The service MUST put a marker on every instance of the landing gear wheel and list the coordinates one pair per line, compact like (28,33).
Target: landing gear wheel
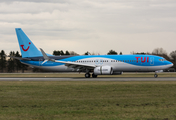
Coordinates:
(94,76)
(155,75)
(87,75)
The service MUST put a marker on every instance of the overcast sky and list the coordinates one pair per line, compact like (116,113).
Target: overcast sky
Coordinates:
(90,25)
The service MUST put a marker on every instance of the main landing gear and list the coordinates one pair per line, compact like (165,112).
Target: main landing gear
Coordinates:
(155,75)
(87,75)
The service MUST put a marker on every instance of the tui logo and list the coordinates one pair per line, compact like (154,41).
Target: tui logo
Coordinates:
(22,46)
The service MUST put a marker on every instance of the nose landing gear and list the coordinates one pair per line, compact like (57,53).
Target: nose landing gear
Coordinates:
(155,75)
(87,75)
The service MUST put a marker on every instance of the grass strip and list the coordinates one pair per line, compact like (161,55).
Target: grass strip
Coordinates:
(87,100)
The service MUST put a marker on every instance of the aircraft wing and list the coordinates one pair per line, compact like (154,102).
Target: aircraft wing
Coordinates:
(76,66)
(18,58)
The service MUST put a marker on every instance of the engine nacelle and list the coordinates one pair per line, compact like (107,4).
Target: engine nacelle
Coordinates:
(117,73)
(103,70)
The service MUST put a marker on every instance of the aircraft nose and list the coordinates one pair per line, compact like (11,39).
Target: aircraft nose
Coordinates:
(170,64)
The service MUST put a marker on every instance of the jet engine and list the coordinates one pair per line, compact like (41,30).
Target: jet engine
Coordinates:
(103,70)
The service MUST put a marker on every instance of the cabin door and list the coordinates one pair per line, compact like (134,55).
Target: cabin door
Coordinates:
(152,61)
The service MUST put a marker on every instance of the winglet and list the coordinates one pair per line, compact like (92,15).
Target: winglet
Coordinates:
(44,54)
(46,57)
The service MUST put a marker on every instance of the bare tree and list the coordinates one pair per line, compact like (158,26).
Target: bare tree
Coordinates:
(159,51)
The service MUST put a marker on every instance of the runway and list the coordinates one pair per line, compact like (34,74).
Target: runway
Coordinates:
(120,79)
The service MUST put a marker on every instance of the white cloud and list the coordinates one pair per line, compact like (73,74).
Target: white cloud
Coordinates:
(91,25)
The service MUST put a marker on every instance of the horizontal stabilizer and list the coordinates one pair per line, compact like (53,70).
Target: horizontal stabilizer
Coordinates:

==

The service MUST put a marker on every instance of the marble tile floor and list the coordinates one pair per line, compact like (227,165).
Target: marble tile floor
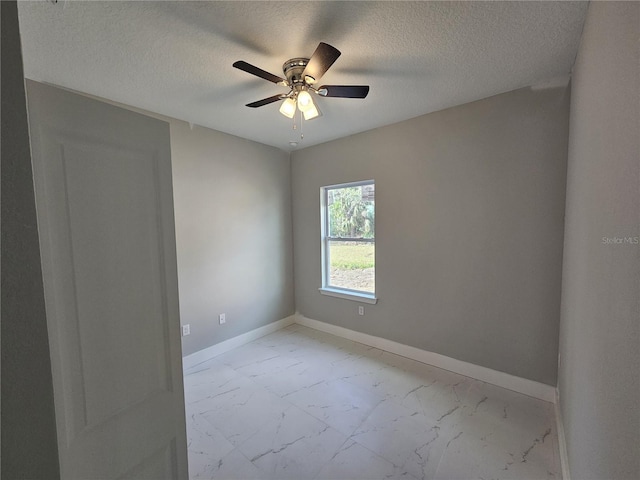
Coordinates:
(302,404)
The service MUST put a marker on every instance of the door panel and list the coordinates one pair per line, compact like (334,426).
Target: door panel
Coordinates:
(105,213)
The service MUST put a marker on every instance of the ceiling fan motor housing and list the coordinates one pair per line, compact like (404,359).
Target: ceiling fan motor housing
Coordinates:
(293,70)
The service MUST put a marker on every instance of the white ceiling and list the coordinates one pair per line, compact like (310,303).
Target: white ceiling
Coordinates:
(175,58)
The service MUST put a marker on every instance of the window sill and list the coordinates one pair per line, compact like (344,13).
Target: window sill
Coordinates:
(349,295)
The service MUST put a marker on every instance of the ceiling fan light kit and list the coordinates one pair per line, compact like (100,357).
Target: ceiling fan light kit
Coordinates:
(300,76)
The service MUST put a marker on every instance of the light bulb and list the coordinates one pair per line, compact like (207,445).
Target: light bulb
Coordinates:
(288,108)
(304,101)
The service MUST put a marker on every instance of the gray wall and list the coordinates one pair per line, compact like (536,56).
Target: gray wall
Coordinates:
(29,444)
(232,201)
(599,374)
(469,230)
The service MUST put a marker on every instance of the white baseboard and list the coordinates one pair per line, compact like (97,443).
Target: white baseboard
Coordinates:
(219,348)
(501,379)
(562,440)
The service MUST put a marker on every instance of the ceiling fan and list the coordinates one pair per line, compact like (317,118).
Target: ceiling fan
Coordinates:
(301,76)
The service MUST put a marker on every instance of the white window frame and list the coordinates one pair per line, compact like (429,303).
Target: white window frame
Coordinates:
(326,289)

* [WRITTEN TASK] List every line in the rows above that contains the word "motor".

* [RESULT OF THE TASK]
The service MUST put a marker on every instance of the ceiling fan motor housing and list the coordinates one pair per line, compact like (404,359).
Target: ceiling fan motor housing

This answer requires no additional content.